> _ENTRIES SHOWN_

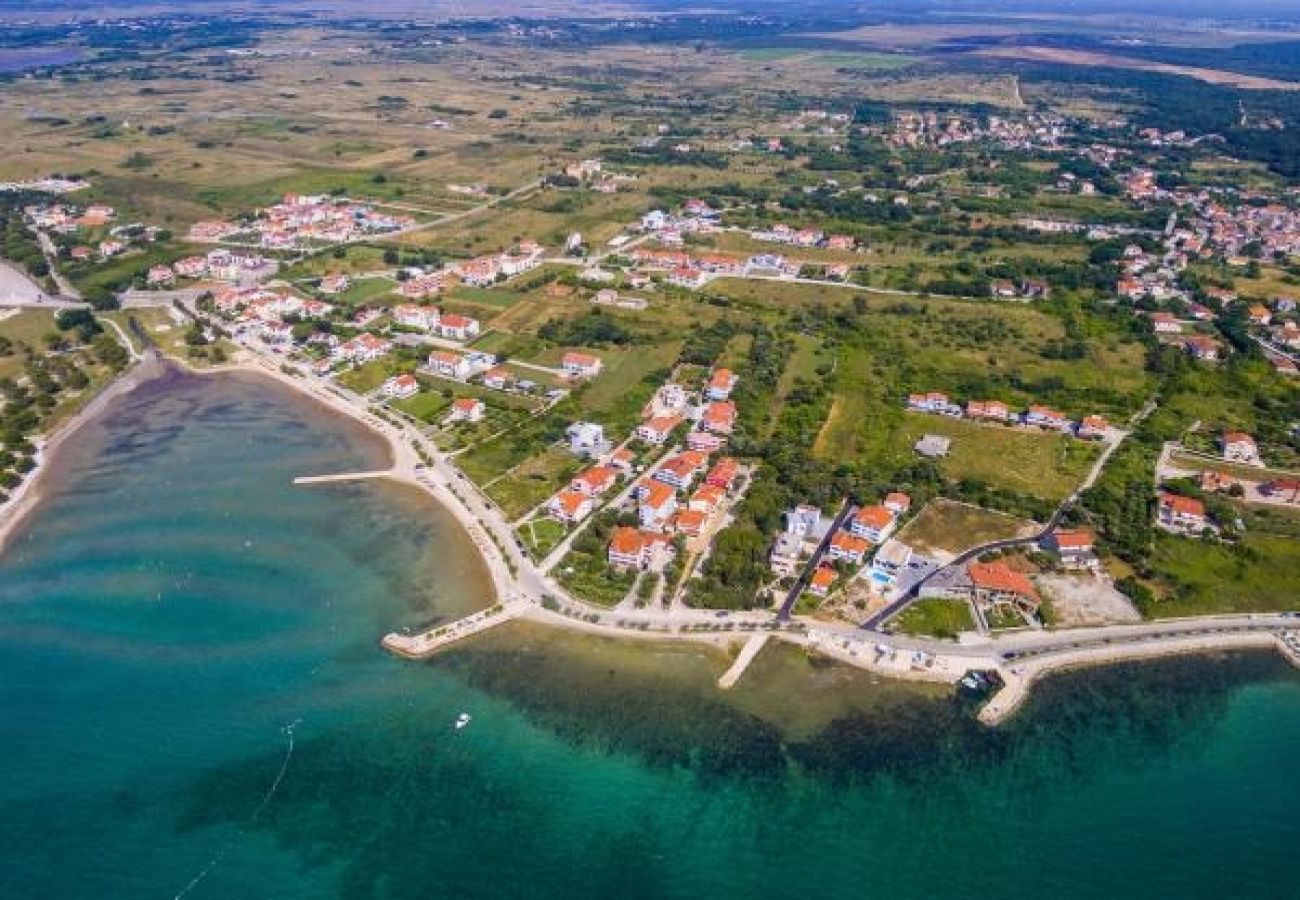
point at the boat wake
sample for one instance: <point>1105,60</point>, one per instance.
<point>265,799</point>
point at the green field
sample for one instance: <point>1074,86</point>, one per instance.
<point>953,527</point>
<point>533,480</point>
<point>936,617</point>
<point>1259,575</point>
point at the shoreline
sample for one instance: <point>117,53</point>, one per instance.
<point>402,459</point>
<point>27,496</point>
<point>865,650</point>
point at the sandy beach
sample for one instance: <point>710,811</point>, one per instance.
<point>26,496</point>
<point>16,286</point>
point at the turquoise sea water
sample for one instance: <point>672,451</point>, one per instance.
<point>193,702</point>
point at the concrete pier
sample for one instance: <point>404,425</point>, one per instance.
<point>746,656</point>
<point>427,643</point>
<point>1018,679</point>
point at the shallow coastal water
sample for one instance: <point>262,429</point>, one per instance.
<point>178,605</point>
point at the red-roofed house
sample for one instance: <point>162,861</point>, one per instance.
<point>1240,448</point>
<point>989,410</point>
<point>997,583</point>
<point>1074,546</point>
<point>722,383</point>
<point>719,418</point>
<point>401,386</point>
<point>705,441</point>
<point>681,470</point>
<point>689,522</point>
<point>897,502</point>
<point>450,364</point>
<point>872,523</point>
<point>657,429</point>
<point>1045,416</point>
<point>723,474</point>
<point>1184,513</point>
<point>822,582</point>
<point>467,409</point>
<point>658,505</point>
<point>848,548</point>
<point>596,480</point>
<point>458,328</point>
<point>1092,427</point>
<point>706,498</point>
<point>571,506</point>
<point>580,366</point>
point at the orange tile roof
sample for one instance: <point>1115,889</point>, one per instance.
<point>1074,539</point>
<point>658,494</point>
<point>690,522</point>
<point>874,516</point>
<point>1002,578</point>
<point>571,501</point>
<point>823,578</point>
<point>1183,505</point>
<point>848,542</point>
<point>627,541</point>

> _EXERCISE OBJECTIVE_
Every line above from the line with "sample for one instance: <point>117,53</point>, one" to the line with "point at the red-roofed house" is wanted, ends included; write them out exactly and add no other line.

> _COMPLETED TASK_
sample for one instance: <point>117,53</point>, one per instance.
<point>402,459</point>
<point>27,496</point>
<point>865,650</point>
point at the sandy beach
sample for one instance: <point>710,811</point>, one per instance.
<point>26,496</point>
<point>16,286</point>
point at the turquoise sea water
sample for one instance: <point>672,451</point>, one per instance.
<point>193,702</point>
point at the concrete pier
sample for one instance: <point>404,425</point>, one per instance.
<point>746,656</point>
<point>427,643</point>
<point>1018,679</point>
point at the shallow coastal water
sample for one instance: <point>262,429</point>, one per instance.
<point>178,605</point>
point at the red-roofed house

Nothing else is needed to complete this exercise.